İrlanda’da bakan istifa etti
 
Atölyenin ikinci gününde ise Bilgi Edinme Kanunu’ndan nasıl yararlanılacağı anlatıldı. Bunun yanı sıra ekonomi, sağlık, kadına şiddet, tecavüz, uyuşturucu, yolsuzluk gibi birçok farklı konuyla ilgili açık kaynaklardan nasıl verilere ulaşılabilineceği anlatıldı. Bilgi Edinme Kanunu’nun sadece Türkiye’de değil, uluslararası kullanımına da dikkat çekildi.
 
Atölyede bilgilerini, tecrübelerini paylaşan ve Bilgi Edinme Kanunu’nu kullanarak yaptığı haberlerden örnekler sunan İrlandalı Gazeteci Gavin Sheridan ilgi odağı oldu. Sheridan, ülkesinde Turizm Bakanı’nın seyahatlerinin ve harcamalarının bir dönem çok tartışıldığını, bunun üzerine kendisinin de Bilgi Edinme Kanunu kapsamında bakanın tüm seyahat ve harcama bilgilerini istediğini söyledi. Kendisine zarf içerisinde sayfalar dolusu evrak gönderildiğini ifade eden Sheridan, bu evraklar içerisinde bakanın bir seyahatinde yürüme mesafesinde dahi limuzin kiraladığını bunun 437 EURO’luk faturasını yayınladığını, daha sonra benzer haberler yapmaya devam ettiğini ifade etti. Bu haberlerin daha sonra ülkesinde birçok gazetede yer aldığını, NYT, The Times gibi saygın gazetelerin de aynı konuda yazılar yazdığını söyledi.
--------------------------------
**Yazılı Soru**
İrlanda'daki bakan istifasını anlatan haberi, son cümlesinden sonrasını yazarak devam ettirin.
--------------------------------
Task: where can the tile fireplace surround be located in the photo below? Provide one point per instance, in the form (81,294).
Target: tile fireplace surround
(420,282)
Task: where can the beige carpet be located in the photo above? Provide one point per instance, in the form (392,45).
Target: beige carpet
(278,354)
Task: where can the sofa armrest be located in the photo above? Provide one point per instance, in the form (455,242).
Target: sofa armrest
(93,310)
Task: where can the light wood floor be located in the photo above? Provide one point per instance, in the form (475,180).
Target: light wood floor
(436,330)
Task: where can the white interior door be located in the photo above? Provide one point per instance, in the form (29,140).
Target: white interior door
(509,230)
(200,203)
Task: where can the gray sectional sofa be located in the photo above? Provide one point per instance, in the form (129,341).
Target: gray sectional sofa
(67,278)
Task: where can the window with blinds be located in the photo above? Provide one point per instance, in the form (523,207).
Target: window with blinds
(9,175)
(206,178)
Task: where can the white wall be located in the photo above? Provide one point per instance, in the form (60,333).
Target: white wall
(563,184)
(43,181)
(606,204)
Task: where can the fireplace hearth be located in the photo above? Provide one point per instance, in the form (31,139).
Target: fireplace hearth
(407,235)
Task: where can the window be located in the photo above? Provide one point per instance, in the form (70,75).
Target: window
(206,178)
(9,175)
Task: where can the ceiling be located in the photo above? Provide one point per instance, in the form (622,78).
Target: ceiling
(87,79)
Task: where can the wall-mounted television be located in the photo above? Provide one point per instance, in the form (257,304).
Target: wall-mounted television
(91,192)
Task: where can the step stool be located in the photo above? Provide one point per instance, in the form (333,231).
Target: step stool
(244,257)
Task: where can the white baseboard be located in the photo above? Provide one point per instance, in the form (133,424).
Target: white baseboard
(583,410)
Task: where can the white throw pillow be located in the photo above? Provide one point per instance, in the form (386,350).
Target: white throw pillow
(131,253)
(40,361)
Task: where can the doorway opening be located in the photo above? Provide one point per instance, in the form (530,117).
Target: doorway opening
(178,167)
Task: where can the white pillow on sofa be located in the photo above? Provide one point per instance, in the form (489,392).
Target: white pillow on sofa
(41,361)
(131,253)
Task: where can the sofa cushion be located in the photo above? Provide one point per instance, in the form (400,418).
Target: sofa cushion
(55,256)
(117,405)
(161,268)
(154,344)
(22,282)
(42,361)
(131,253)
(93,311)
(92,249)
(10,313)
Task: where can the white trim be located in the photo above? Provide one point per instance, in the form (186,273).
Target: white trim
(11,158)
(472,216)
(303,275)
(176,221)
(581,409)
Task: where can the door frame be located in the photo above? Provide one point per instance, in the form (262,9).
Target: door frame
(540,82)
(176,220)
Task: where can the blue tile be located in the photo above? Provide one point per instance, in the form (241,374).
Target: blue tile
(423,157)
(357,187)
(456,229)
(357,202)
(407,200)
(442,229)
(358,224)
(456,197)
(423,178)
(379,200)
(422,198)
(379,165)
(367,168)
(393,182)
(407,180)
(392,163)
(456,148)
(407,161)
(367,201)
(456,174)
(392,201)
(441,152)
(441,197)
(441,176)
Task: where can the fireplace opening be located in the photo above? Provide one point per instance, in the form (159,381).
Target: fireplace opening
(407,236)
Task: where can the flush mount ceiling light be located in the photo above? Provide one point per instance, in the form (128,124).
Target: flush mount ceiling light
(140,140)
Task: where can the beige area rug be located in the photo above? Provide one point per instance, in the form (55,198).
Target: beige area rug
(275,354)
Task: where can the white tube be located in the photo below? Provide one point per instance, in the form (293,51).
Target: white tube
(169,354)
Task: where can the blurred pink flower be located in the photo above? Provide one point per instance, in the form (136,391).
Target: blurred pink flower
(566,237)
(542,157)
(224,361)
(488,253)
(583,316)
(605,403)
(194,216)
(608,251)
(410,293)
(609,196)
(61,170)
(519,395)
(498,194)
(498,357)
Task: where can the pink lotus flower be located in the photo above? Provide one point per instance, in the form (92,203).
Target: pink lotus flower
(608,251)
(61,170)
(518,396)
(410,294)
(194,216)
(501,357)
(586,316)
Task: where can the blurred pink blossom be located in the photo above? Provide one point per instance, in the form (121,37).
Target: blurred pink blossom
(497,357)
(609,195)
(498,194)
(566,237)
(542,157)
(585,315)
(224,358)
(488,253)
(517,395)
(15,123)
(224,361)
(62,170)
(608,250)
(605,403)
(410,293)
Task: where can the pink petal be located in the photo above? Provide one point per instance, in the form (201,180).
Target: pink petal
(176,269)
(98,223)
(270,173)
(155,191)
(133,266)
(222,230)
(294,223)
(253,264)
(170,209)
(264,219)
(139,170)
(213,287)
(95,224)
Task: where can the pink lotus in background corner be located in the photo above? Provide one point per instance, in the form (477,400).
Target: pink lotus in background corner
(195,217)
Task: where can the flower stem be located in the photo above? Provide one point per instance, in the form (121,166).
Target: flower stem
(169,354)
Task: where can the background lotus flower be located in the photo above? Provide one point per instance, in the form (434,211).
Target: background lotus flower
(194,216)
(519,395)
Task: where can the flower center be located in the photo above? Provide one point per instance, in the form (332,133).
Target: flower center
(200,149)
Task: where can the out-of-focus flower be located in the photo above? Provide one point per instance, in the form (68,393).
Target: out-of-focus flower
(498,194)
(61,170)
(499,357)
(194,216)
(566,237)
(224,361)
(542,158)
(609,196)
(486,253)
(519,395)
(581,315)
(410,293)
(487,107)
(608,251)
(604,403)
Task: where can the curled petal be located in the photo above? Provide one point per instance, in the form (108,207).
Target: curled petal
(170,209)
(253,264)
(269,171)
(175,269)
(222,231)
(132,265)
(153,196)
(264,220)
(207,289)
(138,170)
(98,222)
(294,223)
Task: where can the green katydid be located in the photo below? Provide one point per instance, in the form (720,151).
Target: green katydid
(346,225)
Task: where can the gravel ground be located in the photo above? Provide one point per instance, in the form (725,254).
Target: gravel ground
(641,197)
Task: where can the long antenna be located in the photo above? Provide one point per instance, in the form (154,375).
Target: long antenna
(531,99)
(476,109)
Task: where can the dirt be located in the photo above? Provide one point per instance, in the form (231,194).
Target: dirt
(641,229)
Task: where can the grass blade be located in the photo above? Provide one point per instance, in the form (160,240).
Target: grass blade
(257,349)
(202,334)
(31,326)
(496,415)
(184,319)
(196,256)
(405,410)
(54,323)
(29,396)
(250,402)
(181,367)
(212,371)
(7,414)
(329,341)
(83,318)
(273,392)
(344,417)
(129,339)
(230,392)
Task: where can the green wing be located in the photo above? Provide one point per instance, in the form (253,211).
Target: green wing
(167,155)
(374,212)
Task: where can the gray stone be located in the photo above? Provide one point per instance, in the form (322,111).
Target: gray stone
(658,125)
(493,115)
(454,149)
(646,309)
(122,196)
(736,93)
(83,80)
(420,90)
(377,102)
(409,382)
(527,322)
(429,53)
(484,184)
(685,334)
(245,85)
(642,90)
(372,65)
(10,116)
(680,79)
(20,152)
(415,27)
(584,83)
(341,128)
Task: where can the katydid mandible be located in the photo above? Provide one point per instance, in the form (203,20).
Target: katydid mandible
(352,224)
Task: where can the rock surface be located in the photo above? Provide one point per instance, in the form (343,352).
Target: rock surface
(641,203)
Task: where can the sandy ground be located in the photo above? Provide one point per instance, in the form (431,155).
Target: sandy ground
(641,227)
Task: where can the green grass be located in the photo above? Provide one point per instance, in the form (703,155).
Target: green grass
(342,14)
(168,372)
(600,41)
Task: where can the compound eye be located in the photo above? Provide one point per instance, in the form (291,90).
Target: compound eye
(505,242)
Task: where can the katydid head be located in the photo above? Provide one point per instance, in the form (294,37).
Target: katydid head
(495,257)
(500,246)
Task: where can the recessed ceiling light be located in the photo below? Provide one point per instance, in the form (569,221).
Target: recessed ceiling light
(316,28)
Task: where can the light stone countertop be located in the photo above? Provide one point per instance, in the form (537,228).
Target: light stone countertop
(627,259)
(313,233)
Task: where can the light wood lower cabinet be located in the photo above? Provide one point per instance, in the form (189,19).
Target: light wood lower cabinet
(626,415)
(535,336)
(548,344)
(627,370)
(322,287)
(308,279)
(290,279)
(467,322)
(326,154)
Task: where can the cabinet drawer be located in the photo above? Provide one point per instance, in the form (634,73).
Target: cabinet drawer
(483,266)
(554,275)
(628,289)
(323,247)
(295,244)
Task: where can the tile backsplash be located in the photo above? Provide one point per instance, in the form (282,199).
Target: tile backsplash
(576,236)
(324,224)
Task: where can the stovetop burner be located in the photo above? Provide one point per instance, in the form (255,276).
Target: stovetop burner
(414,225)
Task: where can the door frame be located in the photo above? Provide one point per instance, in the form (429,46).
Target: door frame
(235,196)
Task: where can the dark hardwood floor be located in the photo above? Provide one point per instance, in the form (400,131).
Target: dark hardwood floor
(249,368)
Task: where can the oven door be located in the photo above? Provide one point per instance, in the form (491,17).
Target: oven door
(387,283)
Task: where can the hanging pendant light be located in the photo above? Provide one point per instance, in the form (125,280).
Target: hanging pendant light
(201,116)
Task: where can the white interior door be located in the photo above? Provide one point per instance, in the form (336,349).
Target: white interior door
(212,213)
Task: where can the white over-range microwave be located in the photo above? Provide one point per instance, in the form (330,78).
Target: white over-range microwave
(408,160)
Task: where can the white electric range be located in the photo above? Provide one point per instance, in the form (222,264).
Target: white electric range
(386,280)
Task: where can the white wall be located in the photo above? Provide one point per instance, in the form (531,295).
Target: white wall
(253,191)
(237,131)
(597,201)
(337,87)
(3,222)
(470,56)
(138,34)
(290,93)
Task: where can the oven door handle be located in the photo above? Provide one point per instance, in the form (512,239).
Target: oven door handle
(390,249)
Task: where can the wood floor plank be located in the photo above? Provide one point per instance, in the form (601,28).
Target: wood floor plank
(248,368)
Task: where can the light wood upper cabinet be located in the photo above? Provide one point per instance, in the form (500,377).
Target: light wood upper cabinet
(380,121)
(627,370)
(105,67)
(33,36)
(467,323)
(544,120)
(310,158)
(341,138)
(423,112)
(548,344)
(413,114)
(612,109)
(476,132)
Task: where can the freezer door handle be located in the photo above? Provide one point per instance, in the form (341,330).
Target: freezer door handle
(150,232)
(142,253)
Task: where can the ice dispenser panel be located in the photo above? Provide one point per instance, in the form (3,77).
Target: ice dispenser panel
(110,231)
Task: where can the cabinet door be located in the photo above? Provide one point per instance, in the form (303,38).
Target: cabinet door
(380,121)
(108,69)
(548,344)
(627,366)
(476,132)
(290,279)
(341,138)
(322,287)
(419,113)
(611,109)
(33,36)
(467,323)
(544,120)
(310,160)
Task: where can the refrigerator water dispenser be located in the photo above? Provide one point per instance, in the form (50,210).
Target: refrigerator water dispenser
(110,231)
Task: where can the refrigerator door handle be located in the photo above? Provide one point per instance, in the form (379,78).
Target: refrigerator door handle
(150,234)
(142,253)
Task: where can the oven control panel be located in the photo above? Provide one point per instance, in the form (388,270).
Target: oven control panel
--------------------------------
**Alıştırmanın Cevabı**
 
Sheridan, Turizm Bakanı’nın harcamalarına ilişkin yayınladığı haberlerin halkta yoğun tepki oluşturduğunu ve sonuçta bakanın istifa ettiğini de aktardı. Bunun üzerine atölyedeki gazeteciler, 17-25 Aralık sonrası ev baskınlarında bulunan kasalara, kutulara rağmen gerek toplumda gerekse bir kısım medyada bunların normal karşılandığını anımsattı. Tartışmalarda bu tür haberlerde ısrar ve devamlılığın önemli olduğu vurgulandı.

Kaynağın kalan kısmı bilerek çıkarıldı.